[Records from a point labeling set]

-- Start --

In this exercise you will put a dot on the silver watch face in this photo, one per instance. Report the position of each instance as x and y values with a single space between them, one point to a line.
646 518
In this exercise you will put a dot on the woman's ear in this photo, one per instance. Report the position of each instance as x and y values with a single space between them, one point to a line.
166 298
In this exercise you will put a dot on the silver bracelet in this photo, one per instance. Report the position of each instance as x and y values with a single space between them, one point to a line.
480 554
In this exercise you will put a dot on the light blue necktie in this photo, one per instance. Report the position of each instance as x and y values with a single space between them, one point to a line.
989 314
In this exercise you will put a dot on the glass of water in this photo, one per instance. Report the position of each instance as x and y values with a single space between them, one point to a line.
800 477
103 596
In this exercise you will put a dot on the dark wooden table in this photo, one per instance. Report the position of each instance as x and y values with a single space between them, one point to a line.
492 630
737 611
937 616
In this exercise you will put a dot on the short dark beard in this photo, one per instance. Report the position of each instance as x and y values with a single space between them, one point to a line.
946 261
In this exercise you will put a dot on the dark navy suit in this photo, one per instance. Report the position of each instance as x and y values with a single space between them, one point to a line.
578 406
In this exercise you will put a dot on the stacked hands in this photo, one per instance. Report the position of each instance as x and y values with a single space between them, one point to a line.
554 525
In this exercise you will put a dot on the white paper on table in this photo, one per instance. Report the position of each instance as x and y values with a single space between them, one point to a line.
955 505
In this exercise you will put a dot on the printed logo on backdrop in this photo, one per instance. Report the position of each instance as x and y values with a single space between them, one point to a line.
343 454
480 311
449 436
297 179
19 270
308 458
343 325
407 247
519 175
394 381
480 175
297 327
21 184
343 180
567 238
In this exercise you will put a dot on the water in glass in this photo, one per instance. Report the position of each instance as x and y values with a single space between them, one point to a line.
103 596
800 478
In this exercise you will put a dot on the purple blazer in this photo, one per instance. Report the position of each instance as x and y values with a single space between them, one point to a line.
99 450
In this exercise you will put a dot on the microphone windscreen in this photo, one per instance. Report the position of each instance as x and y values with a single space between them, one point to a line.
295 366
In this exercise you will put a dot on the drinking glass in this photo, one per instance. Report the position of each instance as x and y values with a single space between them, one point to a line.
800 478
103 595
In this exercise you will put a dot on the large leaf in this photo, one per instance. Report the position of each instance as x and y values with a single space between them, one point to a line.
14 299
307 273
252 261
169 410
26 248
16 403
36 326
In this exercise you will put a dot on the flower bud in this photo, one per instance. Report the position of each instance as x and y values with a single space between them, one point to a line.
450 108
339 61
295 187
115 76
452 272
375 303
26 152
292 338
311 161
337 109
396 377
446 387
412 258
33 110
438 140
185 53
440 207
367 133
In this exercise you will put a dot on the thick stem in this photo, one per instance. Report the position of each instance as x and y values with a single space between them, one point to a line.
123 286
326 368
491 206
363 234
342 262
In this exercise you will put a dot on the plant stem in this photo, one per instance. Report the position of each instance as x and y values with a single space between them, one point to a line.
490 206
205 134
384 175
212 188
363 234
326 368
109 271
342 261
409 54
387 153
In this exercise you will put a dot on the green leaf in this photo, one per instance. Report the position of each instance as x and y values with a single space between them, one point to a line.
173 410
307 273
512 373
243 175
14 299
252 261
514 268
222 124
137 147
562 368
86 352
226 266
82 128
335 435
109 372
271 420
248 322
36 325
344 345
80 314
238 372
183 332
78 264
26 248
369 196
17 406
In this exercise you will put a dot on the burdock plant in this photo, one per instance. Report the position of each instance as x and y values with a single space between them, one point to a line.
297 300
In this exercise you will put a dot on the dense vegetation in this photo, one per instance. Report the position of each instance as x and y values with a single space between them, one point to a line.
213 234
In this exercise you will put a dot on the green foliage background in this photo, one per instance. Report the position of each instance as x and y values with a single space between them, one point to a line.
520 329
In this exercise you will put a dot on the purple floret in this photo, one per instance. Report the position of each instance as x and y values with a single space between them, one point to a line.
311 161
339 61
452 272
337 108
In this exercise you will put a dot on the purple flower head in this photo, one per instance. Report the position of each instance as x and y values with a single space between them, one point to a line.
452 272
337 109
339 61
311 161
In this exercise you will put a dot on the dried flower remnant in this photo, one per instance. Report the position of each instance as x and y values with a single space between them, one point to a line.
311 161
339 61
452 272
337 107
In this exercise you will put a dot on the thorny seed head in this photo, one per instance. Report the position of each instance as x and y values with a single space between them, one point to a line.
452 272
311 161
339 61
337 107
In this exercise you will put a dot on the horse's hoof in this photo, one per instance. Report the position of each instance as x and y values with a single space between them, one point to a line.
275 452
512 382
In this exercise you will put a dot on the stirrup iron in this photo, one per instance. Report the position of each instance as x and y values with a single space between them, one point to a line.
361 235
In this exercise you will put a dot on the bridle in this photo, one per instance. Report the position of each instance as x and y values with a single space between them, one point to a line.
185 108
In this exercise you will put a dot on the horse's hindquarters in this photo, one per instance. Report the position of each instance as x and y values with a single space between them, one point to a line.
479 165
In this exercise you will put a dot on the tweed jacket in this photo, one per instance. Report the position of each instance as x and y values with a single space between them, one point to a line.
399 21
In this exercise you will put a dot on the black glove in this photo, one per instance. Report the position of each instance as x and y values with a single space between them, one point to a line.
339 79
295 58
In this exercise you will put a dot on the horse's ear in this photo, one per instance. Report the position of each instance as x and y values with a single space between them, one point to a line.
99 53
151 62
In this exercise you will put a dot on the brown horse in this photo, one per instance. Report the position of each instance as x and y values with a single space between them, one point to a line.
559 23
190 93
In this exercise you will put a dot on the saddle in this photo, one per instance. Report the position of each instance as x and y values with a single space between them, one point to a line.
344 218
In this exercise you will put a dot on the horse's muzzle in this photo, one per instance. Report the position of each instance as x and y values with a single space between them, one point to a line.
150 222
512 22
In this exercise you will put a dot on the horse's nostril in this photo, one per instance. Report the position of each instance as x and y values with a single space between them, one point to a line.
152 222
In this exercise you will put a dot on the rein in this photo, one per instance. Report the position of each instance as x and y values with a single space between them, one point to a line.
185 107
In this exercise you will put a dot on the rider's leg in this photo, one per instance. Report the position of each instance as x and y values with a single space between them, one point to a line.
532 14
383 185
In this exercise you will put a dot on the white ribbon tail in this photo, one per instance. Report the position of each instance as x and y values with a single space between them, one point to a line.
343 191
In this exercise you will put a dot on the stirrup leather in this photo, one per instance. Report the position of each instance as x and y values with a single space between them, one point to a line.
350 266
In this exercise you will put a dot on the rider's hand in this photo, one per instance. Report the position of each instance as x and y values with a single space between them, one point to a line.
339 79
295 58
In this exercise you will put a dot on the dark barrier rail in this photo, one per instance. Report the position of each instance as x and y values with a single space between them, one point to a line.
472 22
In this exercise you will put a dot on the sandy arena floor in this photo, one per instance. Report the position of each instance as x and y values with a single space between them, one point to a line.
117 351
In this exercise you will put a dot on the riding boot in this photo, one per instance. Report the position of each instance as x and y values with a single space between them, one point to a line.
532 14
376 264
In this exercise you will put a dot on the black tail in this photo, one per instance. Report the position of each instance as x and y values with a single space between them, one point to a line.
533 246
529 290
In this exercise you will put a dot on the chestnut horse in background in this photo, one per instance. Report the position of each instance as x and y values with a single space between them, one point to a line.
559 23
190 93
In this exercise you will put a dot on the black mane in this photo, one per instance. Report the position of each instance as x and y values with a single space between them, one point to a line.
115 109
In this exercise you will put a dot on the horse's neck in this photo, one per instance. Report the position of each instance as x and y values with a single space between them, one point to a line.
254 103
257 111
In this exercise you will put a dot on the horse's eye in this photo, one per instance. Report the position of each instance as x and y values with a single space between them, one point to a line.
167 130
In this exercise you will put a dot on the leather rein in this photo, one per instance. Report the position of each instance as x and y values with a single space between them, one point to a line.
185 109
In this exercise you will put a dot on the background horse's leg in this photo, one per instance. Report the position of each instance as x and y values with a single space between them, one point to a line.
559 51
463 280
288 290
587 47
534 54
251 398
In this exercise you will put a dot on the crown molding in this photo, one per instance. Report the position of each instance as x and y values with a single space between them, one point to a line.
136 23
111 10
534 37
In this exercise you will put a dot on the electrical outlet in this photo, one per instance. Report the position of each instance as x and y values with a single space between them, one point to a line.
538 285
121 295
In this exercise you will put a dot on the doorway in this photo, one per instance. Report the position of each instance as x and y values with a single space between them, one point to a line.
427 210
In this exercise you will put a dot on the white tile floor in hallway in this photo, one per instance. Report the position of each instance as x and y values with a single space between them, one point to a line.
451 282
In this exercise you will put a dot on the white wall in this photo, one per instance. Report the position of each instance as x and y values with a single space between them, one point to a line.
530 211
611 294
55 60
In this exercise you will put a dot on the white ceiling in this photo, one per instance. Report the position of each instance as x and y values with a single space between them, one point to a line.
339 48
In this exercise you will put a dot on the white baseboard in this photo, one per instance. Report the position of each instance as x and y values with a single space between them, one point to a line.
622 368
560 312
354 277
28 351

-- End --

Set task - Return, word for word, each line from the line that contains "the white wall" to the end of the listing above; include both end lines and nothing else.

Correct result -
In this exercise you will put a dot on the white wall in this photo, one per instance. Report the position of each instance as x and y values with a single space between them, one point to a line.
530 211
611 294
55 60
In this exercise you will put a dot on the white ceiling in this photo, one per instance. Report the position of each instance as x and y values with a single space between them, one point to a line.
339 48
In this exercise you will put a dot on the white baseboard in this photo, one per instance. Report the position of each instance as x and y values with a single space between them, one point to a line.
622 368
560 312
354 277
28 351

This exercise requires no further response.